— begin Material for this task —

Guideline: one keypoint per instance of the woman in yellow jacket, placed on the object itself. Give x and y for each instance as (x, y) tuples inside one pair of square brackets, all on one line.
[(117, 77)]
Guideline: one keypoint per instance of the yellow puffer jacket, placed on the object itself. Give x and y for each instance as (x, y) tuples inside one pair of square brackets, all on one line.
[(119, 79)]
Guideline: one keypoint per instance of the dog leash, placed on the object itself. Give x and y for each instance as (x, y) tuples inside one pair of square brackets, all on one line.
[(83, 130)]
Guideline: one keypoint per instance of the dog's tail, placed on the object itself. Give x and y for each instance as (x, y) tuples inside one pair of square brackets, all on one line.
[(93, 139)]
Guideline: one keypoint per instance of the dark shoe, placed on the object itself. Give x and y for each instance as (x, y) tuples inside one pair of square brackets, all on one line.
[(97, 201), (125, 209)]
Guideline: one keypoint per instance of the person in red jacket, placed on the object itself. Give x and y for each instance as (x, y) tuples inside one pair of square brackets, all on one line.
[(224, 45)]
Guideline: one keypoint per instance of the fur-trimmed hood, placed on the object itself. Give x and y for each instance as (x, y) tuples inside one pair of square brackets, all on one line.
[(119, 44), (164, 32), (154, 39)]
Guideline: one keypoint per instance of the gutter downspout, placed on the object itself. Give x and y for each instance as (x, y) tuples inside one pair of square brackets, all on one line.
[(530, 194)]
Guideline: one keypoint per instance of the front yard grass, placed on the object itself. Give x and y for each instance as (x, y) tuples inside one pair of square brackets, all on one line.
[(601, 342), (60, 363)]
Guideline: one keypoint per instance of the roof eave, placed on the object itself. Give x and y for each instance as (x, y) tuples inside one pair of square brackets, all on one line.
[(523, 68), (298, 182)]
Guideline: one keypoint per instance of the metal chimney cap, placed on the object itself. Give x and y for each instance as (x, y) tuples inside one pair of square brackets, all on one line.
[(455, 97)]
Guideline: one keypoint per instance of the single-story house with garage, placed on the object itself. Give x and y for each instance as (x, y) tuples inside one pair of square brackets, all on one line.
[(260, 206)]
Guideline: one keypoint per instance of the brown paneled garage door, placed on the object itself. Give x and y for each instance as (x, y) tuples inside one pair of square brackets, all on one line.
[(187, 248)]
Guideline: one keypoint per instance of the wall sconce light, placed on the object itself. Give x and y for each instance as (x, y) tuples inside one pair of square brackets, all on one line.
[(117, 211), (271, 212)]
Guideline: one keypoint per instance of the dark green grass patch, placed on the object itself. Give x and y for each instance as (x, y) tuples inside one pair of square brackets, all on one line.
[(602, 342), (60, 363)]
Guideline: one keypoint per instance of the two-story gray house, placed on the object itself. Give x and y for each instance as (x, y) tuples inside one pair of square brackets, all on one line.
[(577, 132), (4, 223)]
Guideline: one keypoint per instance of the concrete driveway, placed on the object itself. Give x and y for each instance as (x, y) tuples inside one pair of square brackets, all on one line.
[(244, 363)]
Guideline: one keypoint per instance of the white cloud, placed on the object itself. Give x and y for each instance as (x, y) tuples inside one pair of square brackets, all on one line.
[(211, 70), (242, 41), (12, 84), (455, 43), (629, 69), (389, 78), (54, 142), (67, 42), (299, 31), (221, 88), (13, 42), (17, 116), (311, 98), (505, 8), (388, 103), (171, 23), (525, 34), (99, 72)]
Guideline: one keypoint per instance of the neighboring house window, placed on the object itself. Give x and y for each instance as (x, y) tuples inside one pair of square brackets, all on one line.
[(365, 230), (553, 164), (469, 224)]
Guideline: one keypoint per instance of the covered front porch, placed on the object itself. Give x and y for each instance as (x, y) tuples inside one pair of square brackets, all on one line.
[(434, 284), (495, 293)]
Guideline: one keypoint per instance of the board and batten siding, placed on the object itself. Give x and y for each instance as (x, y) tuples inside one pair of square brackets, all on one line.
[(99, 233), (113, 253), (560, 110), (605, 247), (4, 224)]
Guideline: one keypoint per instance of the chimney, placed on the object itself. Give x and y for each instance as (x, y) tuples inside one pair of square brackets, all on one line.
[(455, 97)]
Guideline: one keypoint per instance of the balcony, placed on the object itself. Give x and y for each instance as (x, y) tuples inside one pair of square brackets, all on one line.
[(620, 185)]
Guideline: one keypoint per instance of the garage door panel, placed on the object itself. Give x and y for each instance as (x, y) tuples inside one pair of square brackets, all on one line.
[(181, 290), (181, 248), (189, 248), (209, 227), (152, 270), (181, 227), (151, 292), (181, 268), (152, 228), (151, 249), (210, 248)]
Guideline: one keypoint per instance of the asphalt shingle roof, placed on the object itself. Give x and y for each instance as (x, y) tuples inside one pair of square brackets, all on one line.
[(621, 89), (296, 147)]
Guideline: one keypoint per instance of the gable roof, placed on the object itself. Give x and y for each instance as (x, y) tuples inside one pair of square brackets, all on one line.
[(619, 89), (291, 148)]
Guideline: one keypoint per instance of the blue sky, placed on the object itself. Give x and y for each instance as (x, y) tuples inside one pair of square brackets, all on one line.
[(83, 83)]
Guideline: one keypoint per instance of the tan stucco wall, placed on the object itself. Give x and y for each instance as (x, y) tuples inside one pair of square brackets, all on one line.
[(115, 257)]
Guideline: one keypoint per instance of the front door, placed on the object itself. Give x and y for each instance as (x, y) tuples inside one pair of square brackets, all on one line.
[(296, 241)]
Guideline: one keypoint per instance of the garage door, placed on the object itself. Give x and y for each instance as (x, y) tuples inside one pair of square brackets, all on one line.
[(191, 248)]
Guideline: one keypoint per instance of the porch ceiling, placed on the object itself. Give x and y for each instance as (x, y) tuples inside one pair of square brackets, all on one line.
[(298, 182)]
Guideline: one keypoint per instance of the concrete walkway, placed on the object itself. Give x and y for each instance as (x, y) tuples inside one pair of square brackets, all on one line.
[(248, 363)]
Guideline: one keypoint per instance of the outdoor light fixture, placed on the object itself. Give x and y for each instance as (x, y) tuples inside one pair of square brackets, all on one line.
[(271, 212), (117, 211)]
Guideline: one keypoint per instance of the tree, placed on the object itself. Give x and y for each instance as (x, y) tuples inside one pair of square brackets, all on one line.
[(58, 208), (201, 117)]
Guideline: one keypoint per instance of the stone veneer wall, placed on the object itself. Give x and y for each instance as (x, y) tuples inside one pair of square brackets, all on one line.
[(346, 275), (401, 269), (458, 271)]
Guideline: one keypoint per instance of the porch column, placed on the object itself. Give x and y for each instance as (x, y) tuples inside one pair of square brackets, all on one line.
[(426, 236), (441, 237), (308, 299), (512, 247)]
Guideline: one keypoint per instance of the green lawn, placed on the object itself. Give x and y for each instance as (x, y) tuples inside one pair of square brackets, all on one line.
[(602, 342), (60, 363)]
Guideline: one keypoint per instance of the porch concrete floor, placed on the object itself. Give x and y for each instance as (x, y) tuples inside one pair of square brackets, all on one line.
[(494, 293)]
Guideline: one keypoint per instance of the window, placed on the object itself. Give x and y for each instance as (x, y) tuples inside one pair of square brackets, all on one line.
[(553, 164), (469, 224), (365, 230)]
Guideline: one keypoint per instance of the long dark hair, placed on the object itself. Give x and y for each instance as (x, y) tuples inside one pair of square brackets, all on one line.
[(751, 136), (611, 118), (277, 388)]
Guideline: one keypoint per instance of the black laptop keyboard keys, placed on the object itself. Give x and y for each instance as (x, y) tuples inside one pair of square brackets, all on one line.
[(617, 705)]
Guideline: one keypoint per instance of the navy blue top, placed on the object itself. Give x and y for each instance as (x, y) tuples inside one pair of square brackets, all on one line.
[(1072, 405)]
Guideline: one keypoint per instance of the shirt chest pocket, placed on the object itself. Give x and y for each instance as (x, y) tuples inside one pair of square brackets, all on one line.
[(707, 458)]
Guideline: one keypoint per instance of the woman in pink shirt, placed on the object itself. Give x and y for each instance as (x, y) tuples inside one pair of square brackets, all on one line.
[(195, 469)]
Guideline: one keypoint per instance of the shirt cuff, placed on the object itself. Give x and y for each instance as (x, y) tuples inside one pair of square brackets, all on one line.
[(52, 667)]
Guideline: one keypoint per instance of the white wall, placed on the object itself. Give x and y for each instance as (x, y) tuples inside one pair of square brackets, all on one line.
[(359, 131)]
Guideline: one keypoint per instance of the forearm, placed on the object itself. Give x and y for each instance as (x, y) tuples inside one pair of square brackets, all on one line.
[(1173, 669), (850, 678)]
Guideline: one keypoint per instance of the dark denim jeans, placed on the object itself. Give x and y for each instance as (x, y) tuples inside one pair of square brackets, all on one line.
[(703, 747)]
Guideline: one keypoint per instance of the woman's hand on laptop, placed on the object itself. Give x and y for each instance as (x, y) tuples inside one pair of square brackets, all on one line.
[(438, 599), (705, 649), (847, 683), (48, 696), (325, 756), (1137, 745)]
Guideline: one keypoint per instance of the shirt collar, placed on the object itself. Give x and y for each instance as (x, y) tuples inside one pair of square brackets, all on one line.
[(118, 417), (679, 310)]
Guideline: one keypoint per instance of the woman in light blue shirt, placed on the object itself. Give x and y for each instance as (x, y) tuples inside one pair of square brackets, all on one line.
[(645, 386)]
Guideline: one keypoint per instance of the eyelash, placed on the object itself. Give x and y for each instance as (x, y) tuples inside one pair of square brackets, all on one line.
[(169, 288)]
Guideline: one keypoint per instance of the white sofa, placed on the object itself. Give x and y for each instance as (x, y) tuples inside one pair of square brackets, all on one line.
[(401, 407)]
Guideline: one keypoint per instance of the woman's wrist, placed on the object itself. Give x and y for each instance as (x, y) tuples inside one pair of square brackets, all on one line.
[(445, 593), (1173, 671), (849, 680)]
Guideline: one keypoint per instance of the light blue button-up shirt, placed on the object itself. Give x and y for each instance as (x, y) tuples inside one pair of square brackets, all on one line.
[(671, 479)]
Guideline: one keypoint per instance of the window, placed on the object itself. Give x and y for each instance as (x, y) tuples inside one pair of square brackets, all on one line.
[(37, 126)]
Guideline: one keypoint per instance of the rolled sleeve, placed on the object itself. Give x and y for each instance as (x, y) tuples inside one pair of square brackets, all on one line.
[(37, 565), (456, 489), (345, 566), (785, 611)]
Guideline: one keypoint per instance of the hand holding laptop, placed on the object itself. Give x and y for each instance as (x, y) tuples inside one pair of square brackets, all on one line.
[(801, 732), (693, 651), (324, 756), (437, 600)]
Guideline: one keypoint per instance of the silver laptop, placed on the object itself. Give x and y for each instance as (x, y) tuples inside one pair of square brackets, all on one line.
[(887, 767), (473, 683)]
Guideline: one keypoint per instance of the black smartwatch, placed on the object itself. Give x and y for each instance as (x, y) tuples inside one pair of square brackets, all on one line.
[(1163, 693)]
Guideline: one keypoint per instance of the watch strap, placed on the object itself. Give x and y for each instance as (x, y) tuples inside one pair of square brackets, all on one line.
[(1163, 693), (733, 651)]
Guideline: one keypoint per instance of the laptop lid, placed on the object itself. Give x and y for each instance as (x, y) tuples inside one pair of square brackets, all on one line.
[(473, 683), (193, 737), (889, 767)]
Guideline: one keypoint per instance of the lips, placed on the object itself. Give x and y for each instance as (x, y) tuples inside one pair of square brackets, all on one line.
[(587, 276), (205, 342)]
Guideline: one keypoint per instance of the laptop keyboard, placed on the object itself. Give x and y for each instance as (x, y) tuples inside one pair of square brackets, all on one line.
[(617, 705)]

— end Material for this task —

Directive :: Rewrite the lines starting at the one containing "door panel, placed" and ending at the one containing "[(621, 89), (296, 147)]", swapping "Guideline" for "Instruction" and keeping everything else the same. Return only those lines.

Complete answer ::
Instruction: one keypoint per instance of the garage door panel, placed on the object itself. Give x and y for each instance as (x, y) tuples inside one pair of square brackets, all on one line.
[(181, 290), (181, 248), (189, 248), (209, 227), (152, 270), (181, 227), (151, 292), (181, 268), (152, 228), (151, 249), (210, 248)]
Instruction: one keypoint per instance of the asphalt shingle roof, placed on the object itself. Give x and y for each instance as (x, y) tuples inside one pair of square brackets, all on one line.
[(621, 89), (296, 147)]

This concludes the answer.